Task prompt
Copy the lines from the start of the items through the line holding "[515,653,909,834]", inclusive, swapping "assignment" for "task" and leaving everything else unchanged.

Record extracts
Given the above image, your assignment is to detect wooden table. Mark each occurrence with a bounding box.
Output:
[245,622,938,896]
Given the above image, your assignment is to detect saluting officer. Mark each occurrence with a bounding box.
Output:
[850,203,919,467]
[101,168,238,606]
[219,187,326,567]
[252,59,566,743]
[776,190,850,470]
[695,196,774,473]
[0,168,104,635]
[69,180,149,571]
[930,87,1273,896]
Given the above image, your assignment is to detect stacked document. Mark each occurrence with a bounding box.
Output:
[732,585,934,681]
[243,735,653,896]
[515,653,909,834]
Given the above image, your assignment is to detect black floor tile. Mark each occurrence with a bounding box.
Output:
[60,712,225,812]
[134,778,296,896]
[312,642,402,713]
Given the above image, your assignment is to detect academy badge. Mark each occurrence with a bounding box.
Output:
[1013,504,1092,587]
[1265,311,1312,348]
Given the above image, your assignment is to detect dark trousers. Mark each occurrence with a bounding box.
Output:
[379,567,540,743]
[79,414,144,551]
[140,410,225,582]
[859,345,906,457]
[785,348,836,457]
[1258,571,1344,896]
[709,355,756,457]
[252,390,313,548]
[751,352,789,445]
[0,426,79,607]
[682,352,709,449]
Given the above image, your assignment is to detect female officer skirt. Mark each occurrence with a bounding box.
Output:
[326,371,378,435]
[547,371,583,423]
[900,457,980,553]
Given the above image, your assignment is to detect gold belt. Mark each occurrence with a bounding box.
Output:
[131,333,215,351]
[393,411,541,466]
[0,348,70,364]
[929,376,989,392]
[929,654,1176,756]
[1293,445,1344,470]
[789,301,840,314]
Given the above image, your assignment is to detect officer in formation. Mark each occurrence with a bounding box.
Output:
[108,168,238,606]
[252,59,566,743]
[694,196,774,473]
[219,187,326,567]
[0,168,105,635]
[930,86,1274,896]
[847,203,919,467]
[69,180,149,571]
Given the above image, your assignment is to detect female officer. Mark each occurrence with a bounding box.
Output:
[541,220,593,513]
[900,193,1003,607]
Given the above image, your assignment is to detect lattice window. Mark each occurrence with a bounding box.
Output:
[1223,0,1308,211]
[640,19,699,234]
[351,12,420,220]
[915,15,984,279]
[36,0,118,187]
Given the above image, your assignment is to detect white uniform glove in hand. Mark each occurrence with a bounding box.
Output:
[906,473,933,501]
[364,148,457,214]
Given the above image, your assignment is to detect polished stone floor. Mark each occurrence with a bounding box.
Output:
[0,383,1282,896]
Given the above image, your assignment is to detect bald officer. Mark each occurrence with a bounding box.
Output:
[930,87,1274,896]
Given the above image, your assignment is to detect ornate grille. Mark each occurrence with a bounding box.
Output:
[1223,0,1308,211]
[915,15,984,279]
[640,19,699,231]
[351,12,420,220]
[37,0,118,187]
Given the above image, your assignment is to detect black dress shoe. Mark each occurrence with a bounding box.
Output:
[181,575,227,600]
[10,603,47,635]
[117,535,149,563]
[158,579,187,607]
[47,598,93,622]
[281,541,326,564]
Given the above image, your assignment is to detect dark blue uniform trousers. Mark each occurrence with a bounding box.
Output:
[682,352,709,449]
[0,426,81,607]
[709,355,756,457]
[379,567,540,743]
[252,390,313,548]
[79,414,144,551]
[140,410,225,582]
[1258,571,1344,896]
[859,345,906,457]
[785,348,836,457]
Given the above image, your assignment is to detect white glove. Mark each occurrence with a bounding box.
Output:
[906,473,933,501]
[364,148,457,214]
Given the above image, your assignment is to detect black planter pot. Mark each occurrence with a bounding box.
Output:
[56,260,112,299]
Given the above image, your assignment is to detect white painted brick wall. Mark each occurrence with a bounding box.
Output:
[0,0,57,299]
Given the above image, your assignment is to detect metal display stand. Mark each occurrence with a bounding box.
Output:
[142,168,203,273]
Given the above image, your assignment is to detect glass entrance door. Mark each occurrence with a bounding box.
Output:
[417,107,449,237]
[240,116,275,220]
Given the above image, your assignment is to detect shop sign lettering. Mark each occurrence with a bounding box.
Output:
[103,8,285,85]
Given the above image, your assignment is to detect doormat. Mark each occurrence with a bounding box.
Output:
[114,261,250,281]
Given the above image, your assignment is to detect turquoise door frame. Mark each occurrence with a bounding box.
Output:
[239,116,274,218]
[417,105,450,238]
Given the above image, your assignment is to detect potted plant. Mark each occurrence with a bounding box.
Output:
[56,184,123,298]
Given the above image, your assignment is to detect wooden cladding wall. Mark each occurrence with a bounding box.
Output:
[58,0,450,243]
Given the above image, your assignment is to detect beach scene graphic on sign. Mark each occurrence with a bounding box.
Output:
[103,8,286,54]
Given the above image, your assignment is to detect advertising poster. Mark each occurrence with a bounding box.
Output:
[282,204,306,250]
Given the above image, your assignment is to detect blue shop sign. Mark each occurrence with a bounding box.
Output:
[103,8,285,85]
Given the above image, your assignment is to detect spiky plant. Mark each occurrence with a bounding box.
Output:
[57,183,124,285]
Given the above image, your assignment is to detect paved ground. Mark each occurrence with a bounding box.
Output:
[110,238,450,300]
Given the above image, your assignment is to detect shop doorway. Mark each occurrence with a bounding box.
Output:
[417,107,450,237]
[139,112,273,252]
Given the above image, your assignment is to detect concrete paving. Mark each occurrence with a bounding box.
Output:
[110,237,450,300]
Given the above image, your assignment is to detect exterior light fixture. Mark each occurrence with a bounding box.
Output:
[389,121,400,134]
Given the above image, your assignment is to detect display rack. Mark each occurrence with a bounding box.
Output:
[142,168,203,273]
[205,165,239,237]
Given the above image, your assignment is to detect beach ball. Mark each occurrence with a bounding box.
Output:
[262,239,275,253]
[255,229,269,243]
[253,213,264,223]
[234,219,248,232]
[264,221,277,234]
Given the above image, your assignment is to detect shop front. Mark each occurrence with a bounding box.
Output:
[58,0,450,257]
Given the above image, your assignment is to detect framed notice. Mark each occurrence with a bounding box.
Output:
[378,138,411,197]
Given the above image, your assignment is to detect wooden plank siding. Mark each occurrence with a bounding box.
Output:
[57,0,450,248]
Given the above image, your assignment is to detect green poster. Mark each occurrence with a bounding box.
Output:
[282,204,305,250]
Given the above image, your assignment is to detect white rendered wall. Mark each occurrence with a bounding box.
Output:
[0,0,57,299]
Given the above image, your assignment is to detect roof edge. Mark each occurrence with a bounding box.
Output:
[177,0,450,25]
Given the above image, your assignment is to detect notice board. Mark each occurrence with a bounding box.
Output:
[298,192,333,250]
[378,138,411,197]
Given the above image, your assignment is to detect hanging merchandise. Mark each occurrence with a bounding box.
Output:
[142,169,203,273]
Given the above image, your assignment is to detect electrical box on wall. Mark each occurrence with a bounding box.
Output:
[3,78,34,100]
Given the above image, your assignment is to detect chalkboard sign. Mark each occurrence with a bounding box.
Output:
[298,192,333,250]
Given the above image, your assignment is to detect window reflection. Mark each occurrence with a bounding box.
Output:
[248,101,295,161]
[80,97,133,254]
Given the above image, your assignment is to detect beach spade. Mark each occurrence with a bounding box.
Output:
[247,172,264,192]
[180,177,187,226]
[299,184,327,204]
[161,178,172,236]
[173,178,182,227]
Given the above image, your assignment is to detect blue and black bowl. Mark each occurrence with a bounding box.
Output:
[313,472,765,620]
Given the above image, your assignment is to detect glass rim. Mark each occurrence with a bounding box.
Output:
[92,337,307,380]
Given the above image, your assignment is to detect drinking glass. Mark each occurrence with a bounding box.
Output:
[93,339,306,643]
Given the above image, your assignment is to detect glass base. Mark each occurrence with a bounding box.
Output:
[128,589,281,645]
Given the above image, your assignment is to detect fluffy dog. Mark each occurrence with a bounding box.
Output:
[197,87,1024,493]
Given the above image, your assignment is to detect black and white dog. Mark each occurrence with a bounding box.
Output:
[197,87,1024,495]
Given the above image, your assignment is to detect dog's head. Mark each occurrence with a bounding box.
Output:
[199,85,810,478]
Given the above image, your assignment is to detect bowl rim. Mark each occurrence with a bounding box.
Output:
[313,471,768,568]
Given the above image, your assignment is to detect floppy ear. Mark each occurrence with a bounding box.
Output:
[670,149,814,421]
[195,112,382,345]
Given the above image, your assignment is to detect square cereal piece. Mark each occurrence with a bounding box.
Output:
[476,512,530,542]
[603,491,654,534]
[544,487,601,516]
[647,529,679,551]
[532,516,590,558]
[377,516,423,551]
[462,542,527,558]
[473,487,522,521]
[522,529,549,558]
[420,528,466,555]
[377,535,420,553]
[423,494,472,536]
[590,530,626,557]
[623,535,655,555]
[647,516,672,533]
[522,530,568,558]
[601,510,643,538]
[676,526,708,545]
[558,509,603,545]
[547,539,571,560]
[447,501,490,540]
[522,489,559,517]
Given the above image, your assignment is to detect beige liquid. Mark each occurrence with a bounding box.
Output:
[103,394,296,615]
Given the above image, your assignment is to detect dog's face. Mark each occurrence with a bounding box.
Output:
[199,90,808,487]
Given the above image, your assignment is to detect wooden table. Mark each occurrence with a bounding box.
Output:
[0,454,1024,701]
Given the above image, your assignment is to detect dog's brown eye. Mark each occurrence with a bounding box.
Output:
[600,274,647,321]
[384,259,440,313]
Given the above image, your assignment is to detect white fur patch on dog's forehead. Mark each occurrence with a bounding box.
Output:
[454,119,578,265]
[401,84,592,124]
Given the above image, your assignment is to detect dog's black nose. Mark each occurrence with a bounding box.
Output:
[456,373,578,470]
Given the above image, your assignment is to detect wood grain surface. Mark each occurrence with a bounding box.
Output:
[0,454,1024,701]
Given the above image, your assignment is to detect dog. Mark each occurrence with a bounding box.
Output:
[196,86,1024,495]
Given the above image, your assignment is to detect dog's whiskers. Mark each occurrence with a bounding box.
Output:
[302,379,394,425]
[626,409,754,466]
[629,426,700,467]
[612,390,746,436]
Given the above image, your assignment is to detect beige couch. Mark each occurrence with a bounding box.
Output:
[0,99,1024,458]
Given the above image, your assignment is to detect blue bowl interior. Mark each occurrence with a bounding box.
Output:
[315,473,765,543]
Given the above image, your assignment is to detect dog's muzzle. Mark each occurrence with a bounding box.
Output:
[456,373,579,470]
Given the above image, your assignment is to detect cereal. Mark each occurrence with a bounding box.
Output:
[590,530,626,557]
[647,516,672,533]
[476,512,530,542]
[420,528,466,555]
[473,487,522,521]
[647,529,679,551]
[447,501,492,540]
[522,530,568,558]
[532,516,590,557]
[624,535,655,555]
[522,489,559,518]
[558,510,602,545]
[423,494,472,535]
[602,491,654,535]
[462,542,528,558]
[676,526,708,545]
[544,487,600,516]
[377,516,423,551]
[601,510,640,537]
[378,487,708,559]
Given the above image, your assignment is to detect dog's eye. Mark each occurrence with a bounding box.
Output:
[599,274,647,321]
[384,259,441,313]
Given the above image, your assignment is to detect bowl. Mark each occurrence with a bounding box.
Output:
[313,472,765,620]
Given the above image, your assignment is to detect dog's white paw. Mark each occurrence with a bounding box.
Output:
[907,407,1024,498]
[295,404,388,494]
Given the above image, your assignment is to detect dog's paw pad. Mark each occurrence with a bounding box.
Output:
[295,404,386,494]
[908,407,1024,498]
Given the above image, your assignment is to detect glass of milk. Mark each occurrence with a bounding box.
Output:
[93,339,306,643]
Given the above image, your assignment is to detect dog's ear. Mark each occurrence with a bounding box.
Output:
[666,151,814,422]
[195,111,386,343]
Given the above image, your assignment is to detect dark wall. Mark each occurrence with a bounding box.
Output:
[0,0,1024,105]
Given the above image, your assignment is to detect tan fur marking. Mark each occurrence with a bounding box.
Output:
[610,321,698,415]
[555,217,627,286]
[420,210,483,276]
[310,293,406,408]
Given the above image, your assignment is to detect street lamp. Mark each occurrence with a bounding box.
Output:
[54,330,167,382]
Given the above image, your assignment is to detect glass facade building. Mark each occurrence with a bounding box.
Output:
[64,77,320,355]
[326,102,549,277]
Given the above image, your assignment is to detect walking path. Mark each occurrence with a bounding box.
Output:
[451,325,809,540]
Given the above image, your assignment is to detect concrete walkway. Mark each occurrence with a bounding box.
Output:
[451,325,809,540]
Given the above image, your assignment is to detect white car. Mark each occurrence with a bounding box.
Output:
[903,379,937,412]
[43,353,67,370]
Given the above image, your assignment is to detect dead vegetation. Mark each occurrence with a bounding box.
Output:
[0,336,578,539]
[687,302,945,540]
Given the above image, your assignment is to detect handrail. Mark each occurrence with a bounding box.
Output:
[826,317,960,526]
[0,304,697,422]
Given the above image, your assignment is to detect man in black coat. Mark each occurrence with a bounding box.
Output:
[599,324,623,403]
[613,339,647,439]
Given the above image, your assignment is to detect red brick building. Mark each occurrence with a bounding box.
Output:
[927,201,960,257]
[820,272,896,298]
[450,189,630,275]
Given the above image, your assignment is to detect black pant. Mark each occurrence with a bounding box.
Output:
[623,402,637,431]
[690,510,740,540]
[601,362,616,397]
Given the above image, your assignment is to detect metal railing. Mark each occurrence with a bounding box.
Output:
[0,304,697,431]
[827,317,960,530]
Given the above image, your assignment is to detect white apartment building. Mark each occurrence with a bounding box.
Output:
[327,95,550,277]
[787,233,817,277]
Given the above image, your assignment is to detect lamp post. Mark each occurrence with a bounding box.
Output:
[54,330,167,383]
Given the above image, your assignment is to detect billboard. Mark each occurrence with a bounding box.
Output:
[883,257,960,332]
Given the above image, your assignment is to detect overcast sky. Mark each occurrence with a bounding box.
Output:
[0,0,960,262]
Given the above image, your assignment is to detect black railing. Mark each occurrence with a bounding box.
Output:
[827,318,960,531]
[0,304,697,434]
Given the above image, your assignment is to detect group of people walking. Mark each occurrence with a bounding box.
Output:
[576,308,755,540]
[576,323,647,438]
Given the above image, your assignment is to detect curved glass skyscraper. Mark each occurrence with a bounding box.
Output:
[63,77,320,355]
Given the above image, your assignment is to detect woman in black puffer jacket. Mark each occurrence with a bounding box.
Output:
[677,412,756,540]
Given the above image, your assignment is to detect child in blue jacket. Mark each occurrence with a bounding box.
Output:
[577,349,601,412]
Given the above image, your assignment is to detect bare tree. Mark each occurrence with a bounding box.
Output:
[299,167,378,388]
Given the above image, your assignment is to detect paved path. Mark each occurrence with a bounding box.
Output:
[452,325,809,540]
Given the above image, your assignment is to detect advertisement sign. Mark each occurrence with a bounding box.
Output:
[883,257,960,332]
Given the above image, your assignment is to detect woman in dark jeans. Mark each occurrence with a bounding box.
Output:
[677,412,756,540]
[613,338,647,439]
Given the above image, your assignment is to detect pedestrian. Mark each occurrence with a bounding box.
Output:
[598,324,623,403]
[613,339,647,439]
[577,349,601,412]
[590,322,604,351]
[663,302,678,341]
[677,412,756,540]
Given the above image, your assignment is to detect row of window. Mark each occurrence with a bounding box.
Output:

Output for this task
Given the above image, your task is to detect wooden table. Mark each occurrence with a bounding box.
Output:
[245,622,938,896]
Given the above image, your task is to detect saluting officer. Mark each occurrence with a bounding box.
Output:
[850,203,919,467]
[101,168,238,606]
[219,187,326,567]
[252,59,566,743]
[776,190,850,470]
[695,196,774,473]
[0,168,104,635]
[69,180,149,571]
[930,87,1273,896]
Given the above image, your task is to detect stacked document. Mark each occurrence with a bounding box.
Output:
[732,585,934,681]
[243,735,653,896]
[515,653,909,834]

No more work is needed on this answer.